◆ **WHAT THE TASK ASKS**
Copy the records word for word, from the line containing "bank in this photo." down to the line containing "[(314, 278)]", both of those lines included.

◆ **DATASET RECORDS**
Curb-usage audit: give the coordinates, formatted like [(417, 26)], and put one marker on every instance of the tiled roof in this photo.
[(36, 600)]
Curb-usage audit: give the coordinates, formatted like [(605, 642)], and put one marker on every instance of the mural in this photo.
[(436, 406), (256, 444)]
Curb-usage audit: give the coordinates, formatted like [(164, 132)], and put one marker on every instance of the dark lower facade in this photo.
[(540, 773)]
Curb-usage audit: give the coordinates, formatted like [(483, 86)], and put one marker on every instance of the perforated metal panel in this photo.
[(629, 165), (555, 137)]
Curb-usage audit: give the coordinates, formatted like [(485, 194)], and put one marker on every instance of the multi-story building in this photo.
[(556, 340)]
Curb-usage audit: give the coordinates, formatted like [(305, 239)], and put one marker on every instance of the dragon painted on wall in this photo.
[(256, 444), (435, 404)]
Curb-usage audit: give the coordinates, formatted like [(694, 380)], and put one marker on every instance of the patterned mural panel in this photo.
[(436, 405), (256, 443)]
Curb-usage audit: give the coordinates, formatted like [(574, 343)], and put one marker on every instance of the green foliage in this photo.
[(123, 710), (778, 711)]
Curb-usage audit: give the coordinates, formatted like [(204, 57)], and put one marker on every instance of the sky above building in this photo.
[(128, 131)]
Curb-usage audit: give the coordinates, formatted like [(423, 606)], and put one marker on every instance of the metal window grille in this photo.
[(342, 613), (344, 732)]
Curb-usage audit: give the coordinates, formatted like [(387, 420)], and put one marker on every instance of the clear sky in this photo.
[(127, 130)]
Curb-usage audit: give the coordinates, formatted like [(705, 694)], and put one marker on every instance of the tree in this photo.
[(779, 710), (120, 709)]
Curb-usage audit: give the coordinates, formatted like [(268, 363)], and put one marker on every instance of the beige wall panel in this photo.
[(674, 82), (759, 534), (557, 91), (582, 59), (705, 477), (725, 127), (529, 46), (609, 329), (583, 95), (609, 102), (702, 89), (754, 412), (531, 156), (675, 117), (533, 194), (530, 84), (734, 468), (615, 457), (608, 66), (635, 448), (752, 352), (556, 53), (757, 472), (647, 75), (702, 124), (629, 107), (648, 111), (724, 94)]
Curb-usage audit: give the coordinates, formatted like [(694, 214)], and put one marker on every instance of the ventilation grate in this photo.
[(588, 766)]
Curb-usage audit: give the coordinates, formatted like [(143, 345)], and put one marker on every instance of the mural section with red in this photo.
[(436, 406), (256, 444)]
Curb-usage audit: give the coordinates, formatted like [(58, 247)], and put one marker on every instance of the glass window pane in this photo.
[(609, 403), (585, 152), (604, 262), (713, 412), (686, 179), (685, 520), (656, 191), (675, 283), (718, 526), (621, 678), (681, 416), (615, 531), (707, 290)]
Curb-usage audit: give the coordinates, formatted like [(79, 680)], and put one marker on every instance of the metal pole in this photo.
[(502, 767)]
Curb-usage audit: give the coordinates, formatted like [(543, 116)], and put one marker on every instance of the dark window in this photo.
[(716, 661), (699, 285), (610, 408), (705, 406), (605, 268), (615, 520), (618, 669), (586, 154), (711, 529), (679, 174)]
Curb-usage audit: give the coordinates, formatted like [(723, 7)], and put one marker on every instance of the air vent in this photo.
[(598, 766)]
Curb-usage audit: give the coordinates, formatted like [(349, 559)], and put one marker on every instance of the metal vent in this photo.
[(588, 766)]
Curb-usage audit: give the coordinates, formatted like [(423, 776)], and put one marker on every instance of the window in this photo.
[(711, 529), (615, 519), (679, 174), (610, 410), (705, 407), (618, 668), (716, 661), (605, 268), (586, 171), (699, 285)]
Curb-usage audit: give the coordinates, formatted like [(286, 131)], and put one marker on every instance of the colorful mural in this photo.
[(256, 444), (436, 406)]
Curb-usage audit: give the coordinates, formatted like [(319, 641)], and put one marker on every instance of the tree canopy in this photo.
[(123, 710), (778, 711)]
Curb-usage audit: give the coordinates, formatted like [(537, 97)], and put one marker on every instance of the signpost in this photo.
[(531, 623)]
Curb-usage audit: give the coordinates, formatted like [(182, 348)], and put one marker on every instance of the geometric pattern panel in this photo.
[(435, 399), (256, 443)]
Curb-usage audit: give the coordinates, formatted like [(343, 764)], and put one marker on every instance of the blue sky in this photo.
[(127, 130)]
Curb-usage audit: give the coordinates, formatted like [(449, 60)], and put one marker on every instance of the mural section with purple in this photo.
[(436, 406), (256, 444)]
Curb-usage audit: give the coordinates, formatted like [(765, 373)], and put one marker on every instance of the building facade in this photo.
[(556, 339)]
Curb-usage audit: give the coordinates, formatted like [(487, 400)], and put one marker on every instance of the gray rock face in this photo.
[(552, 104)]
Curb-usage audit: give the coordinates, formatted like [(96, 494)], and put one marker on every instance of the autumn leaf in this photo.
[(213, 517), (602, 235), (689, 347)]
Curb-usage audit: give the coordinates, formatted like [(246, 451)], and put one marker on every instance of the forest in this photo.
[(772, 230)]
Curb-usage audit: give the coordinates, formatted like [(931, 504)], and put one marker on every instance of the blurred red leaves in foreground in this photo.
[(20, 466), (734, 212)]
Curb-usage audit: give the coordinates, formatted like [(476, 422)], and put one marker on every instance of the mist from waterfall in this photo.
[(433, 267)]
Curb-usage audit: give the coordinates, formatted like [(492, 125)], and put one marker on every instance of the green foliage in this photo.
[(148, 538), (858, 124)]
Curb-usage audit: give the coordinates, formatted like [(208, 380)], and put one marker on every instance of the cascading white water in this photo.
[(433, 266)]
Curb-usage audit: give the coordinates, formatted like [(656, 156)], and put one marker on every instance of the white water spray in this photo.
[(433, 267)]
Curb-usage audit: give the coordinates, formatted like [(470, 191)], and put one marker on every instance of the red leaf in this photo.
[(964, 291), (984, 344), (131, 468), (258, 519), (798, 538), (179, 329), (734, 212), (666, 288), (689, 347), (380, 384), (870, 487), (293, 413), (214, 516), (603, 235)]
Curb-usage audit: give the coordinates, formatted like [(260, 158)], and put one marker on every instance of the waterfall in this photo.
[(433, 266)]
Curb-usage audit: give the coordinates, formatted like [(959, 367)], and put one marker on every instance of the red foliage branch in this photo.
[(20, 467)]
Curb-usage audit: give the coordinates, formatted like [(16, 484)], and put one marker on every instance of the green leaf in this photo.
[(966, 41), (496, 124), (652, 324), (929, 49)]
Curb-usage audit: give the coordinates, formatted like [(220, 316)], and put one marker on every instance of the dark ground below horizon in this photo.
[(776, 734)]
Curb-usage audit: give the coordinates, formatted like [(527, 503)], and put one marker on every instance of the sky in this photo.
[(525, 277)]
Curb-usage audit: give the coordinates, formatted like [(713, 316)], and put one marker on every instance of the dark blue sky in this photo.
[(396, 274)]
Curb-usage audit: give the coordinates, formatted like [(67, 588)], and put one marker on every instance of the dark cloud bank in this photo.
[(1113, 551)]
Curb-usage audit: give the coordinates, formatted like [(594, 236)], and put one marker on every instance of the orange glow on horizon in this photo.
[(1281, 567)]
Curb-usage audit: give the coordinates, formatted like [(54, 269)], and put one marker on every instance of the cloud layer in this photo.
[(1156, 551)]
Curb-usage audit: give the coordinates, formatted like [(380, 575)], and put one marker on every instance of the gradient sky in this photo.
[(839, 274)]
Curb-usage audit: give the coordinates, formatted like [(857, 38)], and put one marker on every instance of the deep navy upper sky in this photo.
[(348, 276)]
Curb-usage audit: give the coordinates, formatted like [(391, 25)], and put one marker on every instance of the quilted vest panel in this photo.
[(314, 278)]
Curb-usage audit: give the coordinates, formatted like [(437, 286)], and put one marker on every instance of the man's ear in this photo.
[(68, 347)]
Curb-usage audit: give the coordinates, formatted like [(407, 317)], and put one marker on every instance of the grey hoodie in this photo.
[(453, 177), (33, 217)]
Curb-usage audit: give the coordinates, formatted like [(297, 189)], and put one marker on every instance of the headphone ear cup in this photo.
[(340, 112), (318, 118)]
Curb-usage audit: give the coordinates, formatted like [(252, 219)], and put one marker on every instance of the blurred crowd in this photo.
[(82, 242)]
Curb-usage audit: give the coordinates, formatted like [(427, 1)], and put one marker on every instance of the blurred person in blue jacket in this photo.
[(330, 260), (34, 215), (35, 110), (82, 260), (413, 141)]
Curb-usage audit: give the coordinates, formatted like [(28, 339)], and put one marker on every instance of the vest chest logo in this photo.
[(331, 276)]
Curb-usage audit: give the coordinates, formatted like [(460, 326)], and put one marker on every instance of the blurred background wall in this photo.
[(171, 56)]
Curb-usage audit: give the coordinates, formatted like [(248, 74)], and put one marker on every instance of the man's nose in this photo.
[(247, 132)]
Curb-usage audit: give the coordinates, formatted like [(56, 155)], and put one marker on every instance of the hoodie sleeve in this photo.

◆ **FINAL ANSWER**
Curb-usage audit: give the coordinates, formatted like [(67, 588)], and put one marker on every instance of the dark cloud bank in this photo.
[(1113, 551)]
Curb-usage audit: give the coordinates, formatted like [(594, 236)], and put one marker on every instance of the orange glow on horizon in this photo.
[(1281, 567)]
Curb-usage audit: give the coordinates, formatted like [(54, 269)], and put one marker on every instance of the cloud layer in this photo.
[(1156, 551)]
Curb-usage audit: give the coordinates, formatted like [(380, 575)], and put one marker on every instance of the gradient sky in this photo.
[(839, 274)]
Curb-usage audit: give the coordinates, formatted like [(857, 38)], and put one marker on every instance of the deep navy upper sky in this photo.
[(348, 276)]
Curb-usage audit: give the coordinates, formatted like [(391, 25)], and put one marker on every instance of the quilted vest panel in this photo.
[(314, 278)]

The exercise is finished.